## AIM OF THE EXERCISE
Please write out every line of the records below, requests included, and shift each polygon coordinate in the answers by adding -112 to it.

## GIVEN INFORMATION
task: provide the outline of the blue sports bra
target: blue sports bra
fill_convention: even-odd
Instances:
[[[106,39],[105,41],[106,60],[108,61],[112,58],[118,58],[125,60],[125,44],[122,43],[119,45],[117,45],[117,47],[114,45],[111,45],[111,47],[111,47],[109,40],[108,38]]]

## EXERCISE RESULT
task: provide the outline of the blue sports bra
target: blue sports bra
fill_convention: even-odd
Instances:
[[[-6,-73],[-7,-71],[-6,-52],[-4,-51],[0,-54],[6,-54],[13,-52],[13,-68],[10,-69],[7,-67],[5,-67],[5,-65],[2,-67],[-1,-67],[-1,-65],[-1,-65],[-3,-72],[-4,-74]]]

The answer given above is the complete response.